FONTE:

Nel caso delle decine di giornalisti Lunaset, liquidati su due piedi, senza preavviso e senza rispetto per la dignità personale e professionale, lei, ineguagliabile ex direttore Genzale, non ha mosso un dito. Si è genuflesso, preoccupandosi solo di salvare il suo fondoschiena dal pericolo di incursioni indesiderate. L’unico che ha alzato la voce a tutela dei lavoratori è stato il presidente dell’Ordine dei giornalisti della Campania, Ottavio Lucarelli, che ha puntato l’indice contro i tagli ingiustificati e i metodi inaccettabili adottati dal gruppo Lunaset.

Lei, però, immenso ex direttore Genzale, troppo occupato a occupare… il più saldamente possibile la sua comoda poltrona, non ha tenuto conto della nemesi storica (mi auguro che capisca a cosa mi riferisco), per cui il “carnefice” fa una fine peggiore di quella delle sue vittime. Sono davvero addolorato per lei, insuperabile ex direttore Genzale, perché alla sua età non ha ancora compreso che “la gloria bisogna conquistarla, l’onore invece basta non perderlo”.

DATI:

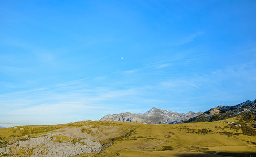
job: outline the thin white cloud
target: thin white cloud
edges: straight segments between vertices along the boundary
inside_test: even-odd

COSA FARE: Prosegui il testo sui licenziamenti alla Lunaset, riprendendo dopo la sua ultima frase. L'elenco non ha alcun legame con il testo sui licenziamenti alla Lunaset.

RISULTATO:
Ecco, fine della storia. E dalle storie, anche da quelle miserrime, bisogna trarne sempre degli insegnamenti. Da questa, perciò l’ho raccontata, arriva la conferma che in Italia il vero cambiamento passa attraverso l’abbattimento, in ogni settore, dei vecchi dinosauri della prima Repubblica, ancora in circolazione, seppure vestiti di nuovo.

Il vecchiume va gettato nell’immondizia e spedito in discarica. Gli arrampicatori sociali, i lacchè, gli inetti, i servi sciocchi devono essere spazzati via dall’onda degli indignati. Con la rivolta dei meritevoli si aprirà una breccia nelle fortezze delle caste e delle lobby. Oggi si marcia su Roma per abbattere il “partito della gnocca” e i potentati economico-finanziari. Oggi scende in piazza l’Italia migliore. Oggi si scrive una pagina nuova della nostra storia.

E questa sì che è una bella storia.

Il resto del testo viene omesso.